Stored items
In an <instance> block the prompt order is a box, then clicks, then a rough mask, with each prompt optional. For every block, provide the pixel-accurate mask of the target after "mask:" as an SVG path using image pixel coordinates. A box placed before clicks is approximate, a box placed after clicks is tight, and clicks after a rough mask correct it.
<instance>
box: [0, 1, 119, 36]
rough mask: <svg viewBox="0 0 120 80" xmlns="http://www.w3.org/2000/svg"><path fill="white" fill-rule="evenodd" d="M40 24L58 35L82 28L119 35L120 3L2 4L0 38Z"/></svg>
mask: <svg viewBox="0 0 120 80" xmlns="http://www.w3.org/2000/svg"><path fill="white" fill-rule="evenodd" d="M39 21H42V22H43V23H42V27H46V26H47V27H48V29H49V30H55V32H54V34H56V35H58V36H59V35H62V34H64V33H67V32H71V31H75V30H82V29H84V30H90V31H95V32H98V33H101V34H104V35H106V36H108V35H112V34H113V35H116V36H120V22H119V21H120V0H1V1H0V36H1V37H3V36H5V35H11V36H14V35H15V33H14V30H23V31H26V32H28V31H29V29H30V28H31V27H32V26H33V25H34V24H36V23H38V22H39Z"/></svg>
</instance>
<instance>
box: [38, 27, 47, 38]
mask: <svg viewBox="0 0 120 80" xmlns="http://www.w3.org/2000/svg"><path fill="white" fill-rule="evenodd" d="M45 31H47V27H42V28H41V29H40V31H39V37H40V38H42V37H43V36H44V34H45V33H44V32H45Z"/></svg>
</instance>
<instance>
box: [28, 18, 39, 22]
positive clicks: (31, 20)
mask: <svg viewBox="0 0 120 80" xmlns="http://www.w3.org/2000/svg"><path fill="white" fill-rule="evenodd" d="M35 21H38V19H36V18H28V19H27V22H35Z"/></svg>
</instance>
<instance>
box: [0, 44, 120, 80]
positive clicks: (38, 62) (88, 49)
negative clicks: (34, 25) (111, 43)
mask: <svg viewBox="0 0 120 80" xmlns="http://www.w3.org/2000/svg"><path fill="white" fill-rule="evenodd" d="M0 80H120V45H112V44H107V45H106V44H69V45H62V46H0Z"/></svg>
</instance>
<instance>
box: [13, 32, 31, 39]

**TASK GOAL:**
Every entry is to be repeated exactly as it stands.

**ANSWER SECTION:**
In an <instance> block the prompt order is a box, then clicks, then a rough mask, with each prompt optional. For every block, provide the pixel-accurate mask of the target after "mask:" as an SVG path using image pixel coordinates. A box placed before clicks is approximate, a box placed after clicks is tight, and clicks after a rough mask correct it.
<instance>
box: [0, 1, 119, 36]
rough mask: <svg viewBox="0 0 120 80" xmlns="http://www.w3.org/2000/svg"><path fill="white" fill-rule="evenodd" d="M40 24L58 35L82 28L119 35L120 3L2 4L0 38Z"/></svg>
mask: <svg viewBox="0 0 120 80" xmlns="http://www.w3.org/2000/svg"><path fill="white" fill-rule="evenodd" d="M39 21H42V22H43V23H42V27H46V26H47V27H48V29H49V30H55V32H54V34H56V35H58V36H59V35H62V34H64V33H67V32H71V31H75V30H82V29H84V30H90V31H95V32H98V33H101V34H104V35H106V36H108V35H112V34H113V35H116V36H120V22H119V21H120V0H1V1H0V36H1V37H3V36H5V35H11V36H14V35H15V33H14V30H23V31H26V32H28V31H29V29H30V28H31V27H32V26H33V25H34V24H36V23H38V22H39Z"/></svg>
</instance>
<instance>
box: [38, 27, 47, 38]
mask: <svg viewBox="0 0 120 80" xmlns="http://www.w3.org/2000/svg"><path fill="white" fill-rule="evenodd" d="M45 31H47V27H42V28H41V29H40V31H39V37H40V38H42V37H43V36H44V34H45V33H44V32H45Z"/></svg>
</instance>
<instance>
box: [28, 18, 39, 22]
positive clicks: (31, 20)
mask: <svg viewBox="0 0 120 80" xmlns="http://www.w3.org/2000/svg"><path fill="white" fill-rule="evenodd" d="M35 21H38V19H36V18H28V19H27V22H35Z"/></svg>
</instance>
<instance>
box: [0, 44, 120, 80]
positive clicks: (38, 62) (88, 49)
negative clicks: (34, 25) (111, 43)
mask: <svg viewBox="0 0 120 80" xmlns="http://www.w3.org/2000/svg"><path fill="white" fill-rule="evenodd" d="M0 80H120V45H112V44H107V45H106V44H69V45H62V46H0Z"/></svg>
</instance>
<instance>
box: [13, 32, 31, 39]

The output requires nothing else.